Text excerpt:
+===+

On the other hand, no one died. Primum non nocere.

Posted by: Chuck Dupree on August 3, 2008 6:34 AM

What an odd way for a scientist to kill himself. By Tylenol poisoning. A low painful horrid death. You'd think a scientist would have the knowledge to take a much easier way out. I'd like to know who the therapist works for, hopefully not the US Government.

They certainly got it wrong on the Hatfill investigation and on the investigation of Dr. Assaad.

"The FBI's non-investigation of this heinous and sinister crime was a joke from the beginning: after all, since when do FBI probes have official names, and why such a silly one as "Amerithrax"? Such brazen corniness has about it an unmistakable Keystone Kops air, which was certainly evident throughout the long-playing media circus that will evermore be known as the persecution of Steven J. Hatfill.

Hatfill, you'll recall, is the long-suffering victim of this horror story, a bio-weapons expert and "insider" who was targeted as the culprit not only by the FBI and New York Times columnist Nicholas Kristof, but also by dustbin Dylanologist A.J. Weberman, who, with characteristic restraint, accused him of being "the scumbag who killed several people in an attempt to awaken America to the dangers of biological warfare." This profile of the killer or killers as a "rogue insider" was also pushed by Barbara Hatch Rosenberg, a biowar expert at the State University of New York at Purchase, who chairs the Chemical and Biological Arms Control Program of the Federation of American Scientists.

+===+

Material shown:
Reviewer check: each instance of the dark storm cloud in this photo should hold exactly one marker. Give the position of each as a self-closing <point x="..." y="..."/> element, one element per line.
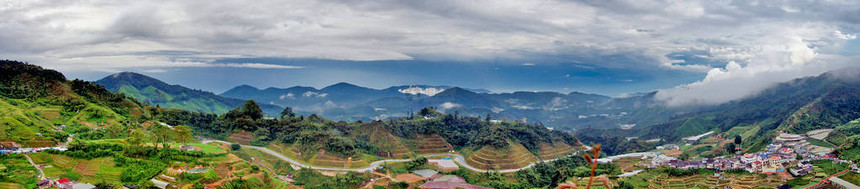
<point x="652" y="37"/>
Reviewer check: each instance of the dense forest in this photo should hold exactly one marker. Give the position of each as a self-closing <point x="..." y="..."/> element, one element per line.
<point x="314" y="132"/>
<point x="826" y="101"/>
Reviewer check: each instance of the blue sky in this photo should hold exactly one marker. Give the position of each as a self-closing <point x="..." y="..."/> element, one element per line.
<point x="690" y="51"/>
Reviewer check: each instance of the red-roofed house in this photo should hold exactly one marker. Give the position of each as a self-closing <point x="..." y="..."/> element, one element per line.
<point x="439" y="181"/>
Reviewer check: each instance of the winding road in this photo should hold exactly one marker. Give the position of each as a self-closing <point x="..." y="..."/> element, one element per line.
<point x="457" y="158"/>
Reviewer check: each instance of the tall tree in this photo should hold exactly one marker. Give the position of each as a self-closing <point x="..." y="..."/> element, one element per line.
<point x="287" y="113"/>
<point x="183" y="134"/>
<point x="136" y="137"/>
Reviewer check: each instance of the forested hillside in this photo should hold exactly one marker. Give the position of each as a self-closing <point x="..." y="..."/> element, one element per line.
<point x="826" y="101"/>
<point x="39" y="107"/>
<point x="156" y="92"/>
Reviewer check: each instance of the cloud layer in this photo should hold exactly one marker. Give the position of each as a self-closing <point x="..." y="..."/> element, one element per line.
<point x="768" y="41"/>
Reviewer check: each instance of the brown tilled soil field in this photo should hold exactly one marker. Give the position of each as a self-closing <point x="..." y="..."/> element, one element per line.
<point x="488" y="157"/>
<point x="432" y="144"/>
<point x="241" y="137"/>
<point x="558" y="149"/>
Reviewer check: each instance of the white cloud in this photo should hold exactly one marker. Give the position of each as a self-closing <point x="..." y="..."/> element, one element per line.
<point x="780" y="58"/>
<point x="109" y="36"/>
<point x="429" y="91"/>
<point x="449" y="105"/>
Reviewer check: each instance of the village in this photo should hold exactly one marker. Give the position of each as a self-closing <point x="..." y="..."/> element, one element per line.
<point x="788" y="156"/>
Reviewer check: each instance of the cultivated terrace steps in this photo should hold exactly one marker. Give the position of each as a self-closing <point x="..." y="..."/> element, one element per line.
<point x="490" y="158"/>
<point x="432" y="144"/>
<point x="556" y="150"/>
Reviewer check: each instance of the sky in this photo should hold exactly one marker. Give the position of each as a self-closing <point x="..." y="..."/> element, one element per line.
<point x="691" y="52"/>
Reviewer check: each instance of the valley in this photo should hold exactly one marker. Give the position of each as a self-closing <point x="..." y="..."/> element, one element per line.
<point x="57" y="132"/>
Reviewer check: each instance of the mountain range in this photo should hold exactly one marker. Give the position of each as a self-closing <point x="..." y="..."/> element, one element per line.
<point x="156" y="92"/>
<point x="344" y="101"/>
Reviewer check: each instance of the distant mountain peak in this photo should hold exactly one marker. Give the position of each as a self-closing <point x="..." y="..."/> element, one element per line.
<point x="425" y="90"/>
<point x="455" y="91"/>
<point x="342" y="85"/>
<point x="246" y="87"/>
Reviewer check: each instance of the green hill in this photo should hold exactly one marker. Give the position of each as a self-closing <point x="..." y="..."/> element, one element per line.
<point x="36" y="104"/>
<point x="156" y="92"/>
<point x="825" y="101"/>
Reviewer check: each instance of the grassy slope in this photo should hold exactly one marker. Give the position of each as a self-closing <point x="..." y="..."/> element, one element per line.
<point x="180" y="101"/>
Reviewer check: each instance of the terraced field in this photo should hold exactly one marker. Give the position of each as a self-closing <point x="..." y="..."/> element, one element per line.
<point x="557" y="149"/>
<point x="11" y="185"/>
<point x="432" y="144"/>
<point x="391" y="145"/>
<point x="327" y="160"/>
<point x="241" y="137"/>
<point x="92" y="171"/>
<point x="708" y="181"/>
<point x="513" y="157"/>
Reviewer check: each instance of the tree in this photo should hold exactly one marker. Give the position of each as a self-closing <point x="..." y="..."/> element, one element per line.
<point x="136" y="137"/>
<point x="416" y="163"/>
<point x="730" y="147"/>
<point x="287" y="113"/>
<point x="183" y="134"/>
<point x="163" y="135"/>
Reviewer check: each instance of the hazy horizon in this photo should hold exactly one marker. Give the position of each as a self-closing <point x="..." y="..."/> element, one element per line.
<point x="693" y="52"/>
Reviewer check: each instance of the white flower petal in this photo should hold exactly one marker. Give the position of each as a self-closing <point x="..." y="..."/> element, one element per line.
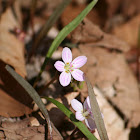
<point x="78" y="75"/>
<point x="79" y="61"/>
<point x="87" y="104"/>
<point x="90" y="123"/>
<point x="65" y="78"/>
<point x="76" y="105"/>
<point x="79" y="116"/>
<point x="67" y="55"/>
<point x="59" y="65"/>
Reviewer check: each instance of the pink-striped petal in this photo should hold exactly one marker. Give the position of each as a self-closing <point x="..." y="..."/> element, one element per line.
<point x="59" y="65"/>
<point x="65" y="78"/>
<point x="67" y="55"/>
<point x="79" y="116"/>
<point x="79" y="61"/>
<point x="87" y="104"/>
<point x="90" y="123"/>
<point x="76" y="105"/>
<point x="78" y="75"/>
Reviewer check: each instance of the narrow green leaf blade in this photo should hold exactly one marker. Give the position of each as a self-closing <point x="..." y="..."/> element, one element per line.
<point x="71" y="116"/>
<point x="96" y="112"/>
<point x="63" y="33"/>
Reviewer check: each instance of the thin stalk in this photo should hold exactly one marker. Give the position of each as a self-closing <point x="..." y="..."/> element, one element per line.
<point x="96" y="112"/>
<point x="48" y="84"/>
<point x="63" y="33"/>
<point x="32" y="12"/>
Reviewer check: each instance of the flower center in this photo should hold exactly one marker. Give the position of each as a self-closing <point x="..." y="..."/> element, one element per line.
<point x="68" y="67"/>
<point x="85" y="114"/>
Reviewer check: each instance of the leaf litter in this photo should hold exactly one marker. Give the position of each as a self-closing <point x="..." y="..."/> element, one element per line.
<point x="117" y="88"/>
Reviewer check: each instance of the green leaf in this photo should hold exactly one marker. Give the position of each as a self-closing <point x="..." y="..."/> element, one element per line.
<point x="49" y="23"/>
<point x="71" y="116"/>
<point x="96" y="112"/>
<point x="31" y="91"/>
<point x="63" y="33"/>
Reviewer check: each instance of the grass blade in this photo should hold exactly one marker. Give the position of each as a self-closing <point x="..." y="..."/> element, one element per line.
<point x="71" y="116"/>
<point x="63" y="33"/>
<point x="96" y="111"/>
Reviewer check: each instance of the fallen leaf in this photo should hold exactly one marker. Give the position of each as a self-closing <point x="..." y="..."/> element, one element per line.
<point x="107" y="70"/>
<point x="92" y="35"/>
<point x="54" y="113"/>
<point x="14" y="101"/>
<point x="115" y="126"/>
<point x="128" y="31"/>
<point x="22" y="130"/>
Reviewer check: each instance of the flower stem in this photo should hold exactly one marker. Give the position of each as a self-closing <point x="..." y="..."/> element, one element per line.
<point x="48" y="84"/>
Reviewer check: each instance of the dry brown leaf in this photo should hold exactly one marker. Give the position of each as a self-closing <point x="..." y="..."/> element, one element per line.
<point x="92" y="35"/>
<point x="129" y="31"/>
<point x="13" y="99"/>
<point x="22" y="130"/>
<point x="110" y="70"/>
<point x="54" y="113"/>
<point x="72" y="11"/>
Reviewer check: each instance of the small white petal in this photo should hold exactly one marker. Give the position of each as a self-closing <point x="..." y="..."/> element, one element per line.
<point x="67" y="55"/>
<point x="79" y="116"/>
<point x="76" y="105"/>
<point x="87" y="104"/>
<point x="90" y="123"/>
<point x="78" y="75"/>
<point x="65" y="78"/>
<point x="79" y="61"/>
<point x="59" y="65"/>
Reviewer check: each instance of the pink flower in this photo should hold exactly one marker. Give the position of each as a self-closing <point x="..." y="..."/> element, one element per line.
<point x="70" y="68"/>
<point x="83" y="112"/>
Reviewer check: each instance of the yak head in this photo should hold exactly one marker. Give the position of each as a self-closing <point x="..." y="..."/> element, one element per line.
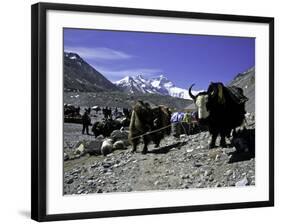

+===+

Task set:
a – In the anthrax investigation comments, who chairs the Chemical and Biological Arms Control Program of the Federation of American Scientists?
b – Continue the anthrax investigation comments from where they end.
The listing is drawn from a different source than the text.

Task results:
a – Barbara Hatch Rosenberg.

b –
It was Rosenberg who became the mainstream media's expert-in-residence at the height of the anthrax scare, and, although she never named Hatfill, it was she who relentlessly pushed the "insider" thesis to the major news organizations, which settled on her detective story as the conventional wisdom. A story that turned out to be spectacularly, disastrously, and tragically wrong. Tragic, that is, from the perspective of poor Hatfill, who found himself vilified and hounded out of his job, deprived of his position in the community, and practically run out of human society by his relentless pursuers.

The Hatfill-haters' narrative went something like this: Senor Hatfill is a right-wing nut-case with dubious connections to South Africa's apartheid regime, and quite possibly a "bio-evangelist" (as Weberman put it) who might conceivably have planned the attacks to "warn" us of the dangers of biowar – by demonstrating, on a small scale, how terrorists might envelop a nation in a miasma of fear."
http://www.antiwar.com/justin/?articleid=13090

I'm not going to be convinced they got the right guy, who just happened to conveniently off himself right in time and in a fashion that they could quickly declare the case closed. Just because he had some personality faults doesn't, by itself, make him the anthrax killer.

Posted by: Buck on August 3, 2008 8:45 AM

And one more thing, isn't a therapist required to report that a patient has tried to kill people. I think most states have updated their laws to require therapists to report such things. And why didn't she report that he was a killer when he told her, however many years ago that was.

Posted by: Buck on August 3, 2008 8:50 AM

She did report it, and every report I've read of Ivins's death said so. She had a restraining order taken out on him, after all.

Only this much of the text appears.